* **Stated problem**
Starting at the first line of the data and ending after the line that contains "left=193, top=74, right=264, bottom=144", put each line into a JSON list of strings, one string per line. Skip blank lines and leave the pictures out.

* **Records supplied**
☆ ☆ ☆ ☆ ☆ ☆ ☆
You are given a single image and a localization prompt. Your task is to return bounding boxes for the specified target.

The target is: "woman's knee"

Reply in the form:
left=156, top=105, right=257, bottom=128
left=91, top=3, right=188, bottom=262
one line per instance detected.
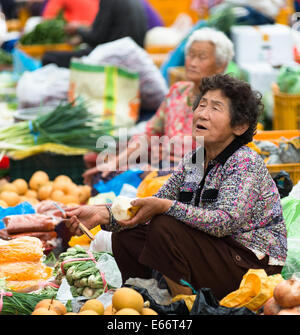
left=148, top=215, right=178, bottom=239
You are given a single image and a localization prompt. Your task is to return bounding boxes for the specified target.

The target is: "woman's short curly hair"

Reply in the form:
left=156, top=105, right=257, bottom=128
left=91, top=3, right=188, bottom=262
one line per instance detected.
left=193, top=74, right=264, bottom=144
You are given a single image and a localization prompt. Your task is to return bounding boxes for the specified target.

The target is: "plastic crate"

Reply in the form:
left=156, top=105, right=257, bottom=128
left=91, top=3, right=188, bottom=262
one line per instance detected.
left=272, top=84, right=300, bottom=130
left=254, top=130, right=300, bottom=185
left=149, top=0, right=199, bottom=27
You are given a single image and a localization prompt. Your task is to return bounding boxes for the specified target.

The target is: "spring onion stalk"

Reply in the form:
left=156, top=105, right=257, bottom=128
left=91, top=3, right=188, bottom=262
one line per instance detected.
☆ ☆ ☆ ☆ ☆ ☆ ☆
* **The output**
[
  "You are given a single image and a localization prompt. Your task is to return bounding boxes for the specified target.",
  "The target is: \"woman's knee\"",
  "Reply in the form:",
  "left=156, top=105, right=257, bottom=128",
  "left=91, top=3, right=188, bottom=262",
  "one line per instance detected.",
  "left=148, top=215, right=178, bottom=239",
  "You are given a single image and a localization prompt. Your task is to return bounding boxes for the specified target.",
  "The target is: \"woman's short curly hair\"",
  "Reply in the form:",
  "left=156, top=105, right=257, bottom=128",
  "left=91, top=3, right=188, bottom=262",
  "one line per instance detected.",
  "left=193, top=74, right=264, bottom=144"
]